Image point grounding data
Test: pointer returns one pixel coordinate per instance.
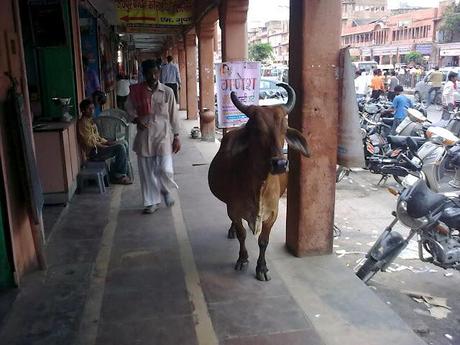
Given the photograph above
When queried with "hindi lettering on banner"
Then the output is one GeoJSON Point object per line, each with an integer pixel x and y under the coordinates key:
{"type": "Point", "coordinates": [243, 77]}
{"type": "Point", "coordinates": [157, 12]}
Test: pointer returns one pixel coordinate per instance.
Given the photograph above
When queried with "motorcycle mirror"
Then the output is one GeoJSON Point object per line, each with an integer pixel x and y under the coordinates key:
{"type": "Point", "coordinates": [412, 145]}
{"type": "Point", "coordinates": [393, 191]}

WORK TO COMPLETE. An exact copy of the entries above, with no pictures, is the required answer.

SOLUTION FOR THIS EXERCISE.
Test: pointer returns one pixel coordinate per instance.
Given the photograph above
When queried with "hindi lettering on banner"
Then the output is one GeoJSON Point object per line, each with an integer pixel x and y under the coordinates key:
{"type": "Point", "coordinates": [243, 77]}
{"type": "Point", "coordinates": [157, 12]}
Test: pointer returns one pixel coordinate per instance.
Given the photograph above
When queried with "motorcycle mirror"
Then the output is one GeoJSON Point object per line, each with an integer pixel x and y under the coordinates key:
{"type": "Point", "coordinates": [412, 145]}
{"type": "Point", "coordinates": [393, 191]}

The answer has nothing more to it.